## WRITTEN EXERCISE 1
In the supplied passage, what did Brezhnev call communism?
## WRITTEN EXERCISE 2
Please extract, word for word, the part of the supplied passage that opens with the words containing "Alienated from Conservative" and closes with "has suffered entryism.".

## SUPPLIED PASSAGE
··········
Socialism has been tried, but communism hasn't. There have been communist parties in government, but not communism. There have been Lenin, Stalin, Soviets and Soviet satellite countries; ancient and famous states whose sojourn under the Pax Sovietica amounted to a fraction of their existence. None produced communism. Brezhnev spoke of communism as a "shining goal". The process he was engaged in was "building socialism".
Socialism prefers nationalised or co-operative industries to joint stock companies. It advocates the vesting of the means of production, distribution and exchange in state hands rather than private hands. Communism goes beyond the money system to an exchange of goods and services "from each according to his means, to each according to his need." Socialism can be, and has been, nationalistic: but communism means mass race mixing and the redundancy of the family and nation. "All Nation States are artificial and temporary," said Lenin.
Alienated from Conservative Party
I must say I am beginning to warm to the Conservative Party again. The last time I warmed to them was right back in the 1950s, when I was still a boy. But soon after that I and a number of like minded people became alienated from them because of the drive towards Europe. Even four decades ago we could see that Europe meant supra-National government. I must say that the Conservative Party have attracted some very queer folk. I use the word queer in its pristine sense, not its perverted sense. Didn't Thorneycroft say "The British people must be slowly and unconsciously robbed of their traditional economic defences": and then there are Heath, Heseltine, Clarke and Patten? When you think of these men and what they stand for you come to the conclusion that the Conservative Party has suffered entryism.
··········
Dataset entries
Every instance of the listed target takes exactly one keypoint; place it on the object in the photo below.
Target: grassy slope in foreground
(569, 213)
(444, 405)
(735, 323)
··········
## WRITTEN RESPONSE 1
A "shining goal."

## WRITTEN RESPONSE 2
Alienated from Conservative Party
I must say I am beginning to warm to the Conservative Party again. The last time I warmed to them was right back in the 1950s, when I was still a boy. But soon after that I and a number of like minded people became alienated from them because of the drive towards Europe. Even four decades ago we could see that Europe meant supra-National government. I must say that the Conservative Party have attracted some very queer folk. I use the word queer in its pristine sense, not its perverted sense. Didn't Thorneycroft say "The British people must be slowly and unconsciously robbed of their traditional economic defences": and then there are Heath, Heseltine, Clarke and Patten? When you think of these men and what they stand for you come to the conclusion that the Conservative Party has suffered entryism.